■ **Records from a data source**
※
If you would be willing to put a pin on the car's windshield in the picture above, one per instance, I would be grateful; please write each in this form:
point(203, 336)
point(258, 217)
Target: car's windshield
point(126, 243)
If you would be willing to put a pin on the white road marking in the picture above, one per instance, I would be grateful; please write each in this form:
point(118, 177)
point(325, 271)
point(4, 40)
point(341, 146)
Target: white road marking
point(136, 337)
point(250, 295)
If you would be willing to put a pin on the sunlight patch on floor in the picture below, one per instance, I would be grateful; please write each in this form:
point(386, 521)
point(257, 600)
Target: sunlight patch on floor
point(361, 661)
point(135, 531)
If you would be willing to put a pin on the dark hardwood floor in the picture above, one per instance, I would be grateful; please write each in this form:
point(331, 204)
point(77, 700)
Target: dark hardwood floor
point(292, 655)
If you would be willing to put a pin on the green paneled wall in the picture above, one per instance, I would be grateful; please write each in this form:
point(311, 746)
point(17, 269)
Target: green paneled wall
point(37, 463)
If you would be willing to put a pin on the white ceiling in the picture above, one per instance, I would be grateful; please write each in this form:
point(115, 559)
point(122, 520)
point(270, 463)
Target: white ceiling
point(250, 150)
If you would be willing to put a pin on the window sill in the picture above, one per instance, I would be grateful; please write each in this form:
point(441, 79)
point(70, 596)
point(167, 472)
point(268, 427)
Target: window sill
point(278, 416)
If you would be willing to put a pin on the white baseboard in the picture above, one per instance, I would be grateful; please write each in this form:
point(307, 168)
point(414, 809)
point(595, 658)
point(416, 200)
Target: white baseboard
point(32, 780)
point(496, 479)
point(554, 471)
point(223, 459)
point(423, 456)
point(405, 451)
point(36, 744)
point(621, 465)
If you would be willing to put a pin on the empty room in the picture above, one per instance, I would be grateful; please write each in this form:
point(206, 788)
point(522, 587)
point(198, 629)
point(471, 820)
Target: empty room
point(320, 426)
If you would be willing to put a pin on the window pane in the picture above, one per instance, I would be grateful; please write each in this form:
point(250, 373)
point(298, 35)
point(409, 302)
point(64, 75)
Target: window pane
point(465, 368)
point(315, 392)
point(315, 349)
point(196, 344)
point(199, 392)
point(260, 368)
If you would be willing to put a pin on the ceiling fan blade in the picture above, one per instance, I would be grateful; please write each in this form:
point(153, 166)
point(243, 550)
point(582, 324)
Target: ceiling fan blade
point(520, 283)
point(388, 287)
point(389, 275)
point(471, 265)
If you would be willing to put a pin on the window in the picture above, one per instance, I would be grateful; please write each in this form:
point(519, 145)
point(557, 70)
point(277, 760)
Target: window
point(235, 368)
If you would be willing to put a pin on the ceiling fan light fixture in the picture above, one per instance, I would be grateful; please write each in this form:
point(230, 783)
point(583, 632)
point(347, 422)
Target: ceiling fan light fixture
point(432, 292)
※
■ **AIM OF THE TASK**
Reproduce all of the data above, exactly and without omission.

■ **SOLUTION FOR THIS PROBLEM**
If you would be willing to put a pin on the car's windshield in the picture above, one per instance, I would be grateful; please write each in this form:
point(203, 336)
point(258, 217)
Target: car's windshield
point(126, 243)
If you would be willing to put a pin on the white road marking in the picture above, one per instance, I would be grateful; please write each in this form:
point(118, 177)
point(325, 271)
point(4, 40)
point(341, 146)
Target: white road marking
point(136, 337)
point(250, 295)
If you would be willing to put a pin on the sunlight patch on floor in the picture below, one per instance, I would be grateful; please write each in this form:
point(386, 521)
point(257, 600)
Target: sunlight patch on floor
point(361, 661)
point(135, 531)
If you would be willing to put a pin on the dark hardwood floor in the picture above, one per instance, I would be grateful; please write each in this form:
point(331, 204)
point(77, 700)
Target: dark hardwood floor
point(292, 655)
If you would be willing to put a pin on the green paneled wall in the picture above, one per instance, I would be grateful; please write each in this form:
point(311, 746)
point(17, 269)
Target: green paneled wall
point(37, 463)
If you would be willing to put a pin on the white ceiling in the picture above, one per instance, I would be grateful; please write each in this form:
point(115, 559)
point(122, 520)
point(270, 463)
Target: white ceiling
point(250, 150)
If you would be willing to put a pin on the window sill in the picture above, one per instance, I would be grateful; please write each in this form:
point(441, 79)
point(70, 596)
point(167, 472)
point(268, 427)
Target: window sill
point(278, 416)
If you would be willing to put a pin on the white baseboard in the picture above, one per instance, I would be grateful; please write each in this form:
point(307, 168)
point(414, 809)
point(595, 658)
point(416, 200)
Target: white baseboard
point(32, 780)
point(496, 479)
point(554, 471)
point(223, 459)
point(423, 456)
point(405, 451)
point(36, 744)
point(621, 465)
If you would be willing to put a pin on the empty room in the picture above, one per instance, I would be grateful; please write each in this form:
point(206, 788)
point(522, 587)
point(198, 629)
point(471, 820)
Target: empty room
point(320, 426)
If you would be willing to put a pin on the window pane in the picture above, one per instance, I would be grateful; please write each in this form:
point(250, 373)
point(298, 35)
point(409, 302)
point(64, 75)
Target: window pane
point(465, 368)
point(315, 392)
point(315, 349)
point(196, 344)
point(199, 392)
point(260, 368)
If you would be willing to put a pin on the ceiling fan blade in the picture above, one per instance, I would be grateful; please write each in this form:
point(153, 166)
point(243, 550)
point(582, 324)
Target: ceiling fan blade
point(520, 283)
point(388, 287)
point(389, 275)
point(471, 265)
If you would be willing to put a pin on the window in the picture above, one per instance, I would be grateful; please write each in this form:
point(519, 145)
point(557, 70)
point(277, 760)
Target: window
point(235, 368)
If you would be willing to put a pin on the ceiling fan light fixture in the picture above, one per instance, I would be grateful; please write each in this form:
point(230, 783)
point(583, 632)
point(347, 422)
Target: ceiling fan light fixture
point(432, 292)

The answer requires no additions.